A Flaw in DNA Said To Tweak Human Decisions
A previously unknown flaw in DNA could affect our knowledge and beliefs leading to wrong decisions, according to a discovery by Fred Spagnoletti, who after retiring 12 years ago as President of a group of international aerospace companies, began studying the mind and memory processes of modern humans.
Spagnoletti said due to the flaw in the DNA, the modern human mind often contains incomplete information, resulting in wrong beliefs and humans make critical decisions based upon those wrong beliefs.
The flaw, which causes everyone to harm themselves (in a sense) without it ever becoming apparent to them or to anyone else, discovered in the DNA of every modern human works just like a virus does in a computer program, Spagnoletti said in a book A Seventh Flag for Texas.
Triggered by certain characteristics of our knowledge preexisting at the time, our brain, due to the flaw, discards very specific conflicting knowledge in our conscious mind and memory, and causes our remaining knowledge on the respective subject to be one-sided and incomplete, Spagnoletti said.
A more accurate description of our remaining knowledge on the respective subject is that it is wrong, and it leads us to conclusions that are wrong, as well as to decisions that are wrong, he added. That's how our mistaken beliefs became the real root cause of many of the worst human-caused tragedies that have ever occurred.
The reason for the lack of transparency is that the flaw manifests itself without disclosing itself, i.e. it leaves no evidence whatsoever of what has been done, making the flaw so dangerous and also the key why it wasn't discovered earlier. That happens because once our brain has discarded specific information from our conscious mind and memory, we can't remember 'what we don't remember' (the discarded information), or even that any information had vanished.

◆ ◆ ◆ ◆ ◆

ASSIGNED TASK
According to the DNA flaw article, what position did Fred Spagnoletti hold before he retired? The referring expression data is separate material with no connection to the DNA flaw article.

(Referring expression data)
◆ ◆ ◆ ◆ ◆

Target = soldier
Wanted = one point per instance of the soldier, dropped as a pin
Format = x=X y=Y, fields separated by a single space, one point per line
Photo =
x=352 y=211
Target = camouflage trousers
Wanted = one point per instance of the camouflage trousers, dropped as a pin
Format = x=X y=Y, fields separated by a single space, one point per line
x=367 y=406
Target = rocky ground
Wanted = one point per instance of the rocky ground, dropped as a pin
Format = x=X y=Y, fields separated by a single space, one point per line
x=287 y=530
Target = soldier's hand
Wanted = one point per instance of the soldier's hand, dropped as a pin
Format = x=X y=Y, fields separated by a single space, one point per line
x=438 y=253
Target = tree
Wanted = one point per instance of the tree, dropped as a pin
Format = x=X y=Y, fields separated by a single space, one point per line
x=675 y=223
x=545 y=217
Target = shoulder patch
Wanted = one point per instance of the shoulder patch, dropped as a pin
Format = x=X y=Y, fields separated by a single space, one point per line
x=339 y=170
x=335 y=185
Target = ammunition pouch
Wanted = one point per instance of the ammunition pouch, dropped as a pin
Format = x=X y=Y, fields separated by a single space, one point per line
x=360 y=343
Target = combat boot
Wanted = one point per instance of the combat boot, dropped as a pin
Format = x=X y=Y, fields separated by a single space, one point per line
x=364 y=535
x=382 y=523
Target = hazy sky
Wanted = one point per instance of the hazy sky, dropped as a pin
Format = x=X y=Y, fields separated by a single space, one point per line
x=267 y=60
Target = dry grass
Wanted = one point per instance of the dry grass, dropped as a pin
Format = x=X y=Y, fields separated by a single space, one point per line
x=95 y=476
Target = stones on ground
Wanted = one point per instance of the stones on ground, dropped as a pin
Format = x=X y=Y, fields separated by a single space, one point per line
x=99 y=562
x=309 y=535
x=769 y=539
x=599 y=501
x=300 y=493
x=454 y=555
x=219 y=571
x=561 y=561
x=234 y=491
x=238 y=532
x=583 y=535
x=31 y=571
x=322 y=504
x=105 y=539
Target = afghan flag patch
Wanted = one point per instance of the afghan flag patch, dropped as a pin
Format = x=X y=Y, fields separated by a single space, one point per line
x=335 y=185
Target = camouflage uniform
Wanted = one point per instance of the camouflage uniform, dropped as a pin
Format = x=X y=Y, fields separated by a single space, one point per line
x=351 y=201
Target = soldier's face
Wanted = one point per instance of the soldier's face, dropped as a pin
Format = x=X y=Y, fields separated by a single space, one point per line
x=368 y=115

◆ ◆ ◆ ◆ ◆

SOLUTION TO THE EXERCISE
He was President of a group of international aerospace companies.